EXTRAIT DE PAGE:
--------

M me Zou Xiaoqiao demande quels problèmes particuliers le gouvernement a rencontrés dans sa lutte contre la discrimination dont souffrent les filles dans l’enseignement. Elle se demande si les enseignants ont été formés à la question de l’égalité entre les sexes, si l’on a revu les manuels pour en faire disparaître les représentations discriminatoires et, dans l’affirmative, comment ils ont été corrigés, et si un enseignement de remplacement est proposé aux filles qui ont abandonné l’école. Il serait bon aussi que le gouvernement renseigne le Comité sur ce qu’il a décidé de faire au sujet des Objectifs du Millénaire pour le développement, notamment les buts fixés dans leur intérêt. Enfin, elle demande quel est le pourcentage d’enseignantes à tous les niveaux.

M me Simms craint que les mesures prises par les pouvoirs publics pour sensibiliser l’opinion et modifier les programmes d’enseignement soient trop faibles pour éliminer le sexisme et le racisme, particulièrement à l’encontre des Boliviens d’ascendance africaine. Parce que l’arrivée des colonisateurs espagnols a été rapidement suivie de celle d’esclaves africains, ceux-ci sont frappés de l’opprobre qui pèse sur le système colonial et sont traités quasiment comme des non personnes. Des mesures spéciales temporaires et des approches créatrices sont nécessaires au profit des Boliviens d’ascendance africaine et des femmes autochtones.

Parlant en qualité de membre du Comité, la Présidente fait observer qu’à l’article 19 de la Déclaration du Millénaire, les État membres se sont déclarés résolus à faire en sorte que les garçons et les filles puissent achever un cycle complet d’études primaires et aient un accès égal à tous les niveaux d’enseignement. Elle souhaiterait être informée des résultats obtenus dans ce sens.

M me Agreda (Bolivie) explique que bien que l’enseignement soit gratuit et universel en Bolivie depuis les années 1950, les taux d’analphabétisme restent élevés et que l’égalité entre les sexes à l’école n’a pas encore été obtenue. De nouveaux programmes ont été mis en place depuis l’établissement du dernier rapport mais leur impact n’est pas pleinement satisfaisant, en partie parce qu’en dehors des grandes villes, les élèves doivent parcourir de longs trajets sur lesquels les parents ont peur que leurs filles soient victimes de violences sexuelles. Le gouvernement, qui a placé l’enseignement au premier rang des priorités en tant que composante essentielle du développement, prévoit de créer des transports scolaires et des internats gratuits pour les filles qui vivent en zone rurale.

--------

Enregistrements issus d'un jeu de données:
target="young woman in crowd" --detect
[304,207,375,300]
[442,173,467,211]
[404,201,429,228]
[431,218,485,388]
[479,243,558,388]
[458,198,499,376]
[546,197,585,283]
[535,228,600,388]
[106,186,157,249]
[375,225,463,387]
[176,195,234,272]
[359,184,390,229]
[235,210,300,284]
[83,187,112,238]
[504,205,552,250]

--------

EXERCICE ÉCRIT A: Mettez en forme toutes les lignes des entrées en un tableau Markdown à deux colonnes, Num pour le numéro de ligne et Contenu pour le texte de la ligne, sans reprendre les lignes vides.
EXERCICE ÉCRIT B: Reprenez le compte rendu de séance sur l'enseignement des filles en Bolivie juste après sa dernière phrase.

RÉSULTAT OBTENU A:
| Num | Contenu |
|---|---|
| 1 | target="young woman in crowd" --detect |
| 2 | [304,207,375,300] |
| 3 | [442,173,467,211] |
| 4 | [404,201,429,228] |
| 5 | [431,218,485,388] |
| 6 | [479,243,558,388] |
| 7 | [458,198,499,376] |
| 8 | [546,197,585,283] |
| 9 | [535,228,600,388] |
| 10 | [106,186,157,249] |
| 11 | [375,225,463,387] |
| 12 | [176,195,234,272] |
| 13 | [359,184,390,229] |
| 14 | [235,210,300,284] |
| 15 | [83,187,112,238] |
| 16 | [504,205,552,250] |

RÉSULTAT OBTENU B:
Au titre du Programme de réforme de l’enseignement, les manuels existants sont revus et d’autres, nouveaux, sont adoptés pour éliminer le sexisme et d’autres formes de discrimination. Mme Agreda relève toutefois que les pays pauvres comme le sien rencontrent de nombreux obstacles structurels et ont tendance à privilégier d’autres domaines de lutte. L’enseignement des adultes et les cours du soir, en particulier dans les matières techniques, sont ouverts aux filles qui ont abandonné leurs études et de nouvelles initiatives sont proposées pour ouvrir davantage l’enseignement aux femmes.

M me Torrico (Bolivie) souligne que l’enseignement est gratuit et obligatoire jusqu’à la fin du collège. Le gouvernement considère que la société à l’obligation d’éliminer l’analphabétisme et s’est donné pour tâche primordiale d’ouvrir l’enseignement à tous les pauvres, y compris en fournissant des manuels, des moyens de transport, de la nourriture et des vêtements; il a entrepris de donner une place de choix aux femmes autochtones et reconnaît que le niveau de formation des enseignants des collèges doit être amélioré. Le gouvernement cubain et le gouvernement vénézuélien appuient par des technologies modernes des programmes d’alphabétisation dont 280 des 300 participants sont des femmes. L’Assemblée constituante prend aussi des mesures au sujet de ce problème.

M me Fernandez (Bolivie) dit que seulement 2 % des établissements d’enseignement secondaires sont situés en zone rurale; ils ne sont pas toujours de grande qualité et sont difficiles d’accès, particulièrement pour les filles. La forte pauvreté, les obstacles linguistiques et les dépenses attendues des parents gênent aussi les progrès vers l’égalité des sexes dans l’enseignement.

La situation des Boliviens d’ascendance africaine a été prise en compte dans l’établissement de la stratégie nationale relative aux droits de la personne humaine. Bien que leurs droits soient inscrits dans la Constitution et qu’ils soient reconnus en tant que peuple, ils ne sont pas représentés en tant que tels à l’Assemblée constituante. Ils vivent principalement dans le département de La Paz et dans d’autres régions pauvres du pays mais il n’existe pas de statistiques exactes sur leur nombre ni leur degré de pauvreté; davantage de données seront fournies par le prochain recensement.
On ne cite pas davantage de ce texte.